» TUGAS YANG DIBERIKAN 1: Salin ulang dengan persis semua baris catatan di bawah, mulai dari baris yang memuat "Objective — one dot on each instance of the black smoke" sampai akhir catatan, dengan kedua ujungnya ikut disalin. Jangan sertakan gambar dalam jawaban.

» ARTIKEL:
Guru, Pahlawan Tak Berdaya (Menyambut Hari Guru)

Oleh : Ramlo Hutabarat


Guru kata orang merupakan ujung tombak pendidikan. Artinya, masih kata orang, maju mundurnya pendidikan banyak berada di tangan guru. Konon, sebegitu Perang Dunia II usai dan Negeri Sakura hancur-hancuran serta porak poranda tak karu-karuan, Kaisar Jepang bertanya : "Berapa lagi guru kita yang masih hidup ?"

Sang Kaisar tidak menanyakan berapa lagi jenderal mereka yang masih hidup setelah perang usai. Barangkali Kaisar berpendapat, meski negeri mereka kalah perang dan anak negeri berantakan dimana-mana, selagi guru masih ada semuanya bisa diperbaiki dan dibenah. Dan dia bisa benar. Usai perang Jepang kelak menjadi sebuah negara besar, kuat dan kokoh serta perkasa. Barang-barang Jepang laris manis di pasar dunia mulai dari sandal Jepang hingga mesin-mesin kendaraan yang berlalu lalang di jalan-jalan. Peralatan elektronik made in Japan pun pernah merajai pasar dunia termasuk di Indonesia. Rumput Jepang saja bahkan kita impor dari sana meski sekarang memang tak lagi sepopuler dulu.

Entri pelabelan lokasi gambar
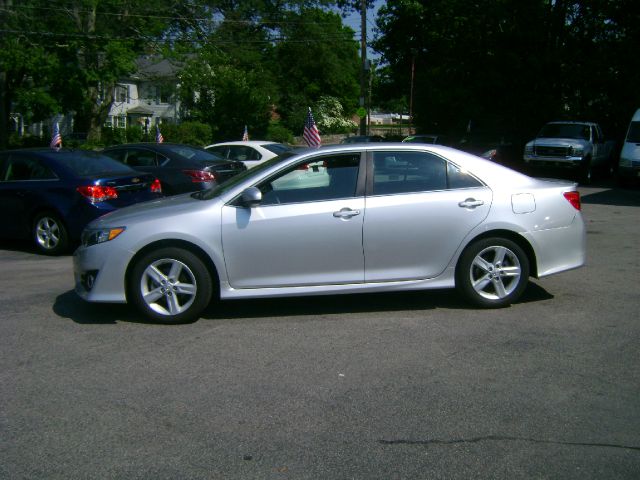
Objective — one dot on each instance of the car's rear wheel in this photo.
(49, 234)
(170, 285)
(493, 272)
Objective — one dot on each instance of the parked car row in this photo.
(49, 196)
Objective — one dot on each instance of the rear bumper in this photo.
(560, 249)
(555, 162)
(629, 172)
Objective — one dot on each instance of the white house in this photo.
(148, 97)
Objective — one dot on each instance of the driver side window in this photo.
(318, 179)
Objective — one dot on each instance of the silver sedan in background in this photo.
(341, 219)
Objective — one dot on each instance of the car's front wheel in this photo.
(493, 272)
(170, 285)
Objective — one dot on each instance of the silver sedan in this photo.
(340, 219)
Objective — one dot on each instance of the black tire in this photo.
(170, 285)
(49, 234)
(492, 272)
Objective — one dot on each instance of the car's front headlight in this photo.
(577, 151)
(100, 235)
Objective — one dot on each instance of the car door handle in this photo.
(346, 213)
(471, 203)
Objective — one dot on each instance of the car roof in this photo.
(152, 145)
(47, 152)
(254, 143)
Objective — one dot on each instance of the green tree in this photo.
(315, 56)
(70, 56)
(510, 65)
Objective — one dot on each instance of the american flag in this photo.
(311, 134)
(56, 139)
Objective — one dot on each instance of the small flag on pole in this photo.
(311, 134)
(56, 138)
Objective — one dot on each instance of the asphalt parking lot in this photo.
(393, 386)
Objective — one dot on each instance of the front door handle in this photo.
(346, 213)
(471, 203)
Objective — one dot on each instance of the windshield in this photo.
(277, 148)
(565, 130)
(241, 177)
(634, 132)
(86, 163)
(193, 153)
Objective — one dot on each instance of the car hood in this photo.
(162, 209)
(559, 142)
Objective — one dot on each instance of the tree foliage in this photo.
(511, 65)
(66, 56)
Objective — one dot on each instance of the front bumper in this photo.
(99, 280)
(557, 162)
(629, 172)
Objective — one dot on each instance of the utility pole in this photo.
(363, 72)
(413, 73)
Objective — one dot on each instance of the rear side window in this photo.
(459, 178)
(141, 158)
(277, 148)
(413, 172)
(20, 168)
(633, 135)
(87, 164)
(242, 153)
(408, 172)
(221, 151)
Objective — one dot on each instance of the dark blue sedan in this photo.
(48, 196)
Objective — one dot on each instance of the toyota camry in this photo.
(339, 219)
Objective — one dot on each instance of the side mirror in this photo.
(251, 197)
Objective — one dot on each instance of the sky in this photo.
(354, 21)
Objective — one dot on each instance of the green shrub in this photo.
(279, 133)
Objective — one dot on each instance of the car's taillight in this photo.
(156, 186)
(574, 199)
(198, 176)
(98, 193)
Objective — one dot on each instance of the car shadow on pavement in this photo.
(622, 197)
(69, 305)
(354, 303)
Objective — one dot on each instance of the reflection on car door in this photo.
(418, 211)
(306, 235)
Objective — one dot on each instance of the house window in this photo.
(122, 94)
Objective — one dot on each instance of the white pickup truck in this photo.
(575, 145)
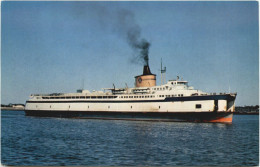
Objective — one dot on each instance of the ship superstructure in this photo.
(172, 101)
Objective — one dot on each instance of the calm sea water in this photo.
(58, 141)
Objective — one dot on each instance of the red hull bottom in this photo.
(215, 117)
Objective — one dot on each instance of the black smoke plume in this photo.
(128, 27)
(122, 22)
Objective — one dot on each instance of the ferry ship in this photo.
(171, 101)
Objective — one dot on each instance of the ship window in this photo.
(198, 105)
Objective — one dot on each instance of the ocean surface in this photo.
(59, 141)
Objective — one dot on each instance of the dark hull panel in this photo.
(222, 117)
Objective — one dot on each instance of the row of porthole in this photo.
(109, 106)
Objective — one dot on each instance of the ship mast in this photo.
(163, 71)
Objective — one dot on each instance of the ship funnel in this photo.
(147, 79)
(146, 70)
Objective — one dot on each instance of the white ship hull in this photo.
(210, 108)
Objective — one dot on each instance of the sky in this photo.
(53, 47)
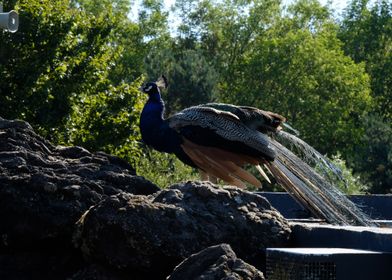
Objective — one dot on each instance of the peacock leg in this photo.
(203, 175)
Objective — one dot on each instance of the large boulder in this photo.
(149, 235)
(45, 189)
(215, 262)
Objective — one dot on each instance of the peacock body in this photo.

» TUGAS YANG DIBERIKAN 2:
Jawab pertanyaan berikut berdasarkan artikel tentang guru:
(a) Siapa penulis artikel ini?
(b) Apa pertanyaan Kaisar Jepang setelah Perang Dunia II usai?
(c) Barang apa yang disebut bahkan diimpor dari Jepang meski kini tak lagi sepopuler dulu?

» JAWABAN TERTULIS 1:
Objective — one dot on each instance of the black smoke plume in this photo.
(128, 27)
(122, 22)
Objective — one dot on each instance of the ferry ship in this photo.
(171, 101)
Objective — one dot on each instance of the ship window in this photo.
(198, 105)
Objective — one dot on each instance of the ocean surface in this photo.
(59, 141)
Objective — one dot on each instance of the dark hull panel in this photo.
(222, 117)
Objective — one dot on each instance of the row of porthole in this photo.
(109, 106)
Objective — one dot on each instance of the ship mast in this photo.
(163, 71)
Objective — one dot on each instance of the ship funnel in this photo.
(147, 79)
(146, 70)
Objective — one dot on each instance of the white ship hull in this photo.
(210, 108)
Objective — one dot on each instance of the sky in this photo.
(53, 47)
Objective — one dot on each instance of the peacock leg in this photo.
(203, 175)
Objective — one dot on each instance of the large boulder in this photo.
(149, 235)
(45, 189)
(215, 262)
Objective — one dot on each instance of the peacock body in this photo.

» JAWABAN TERTULIS 2:
(a) Ramlo Hutabarat.
(b) "Berapa lagi guru kita yang masih hidup?"
(c) Rumput Jepang.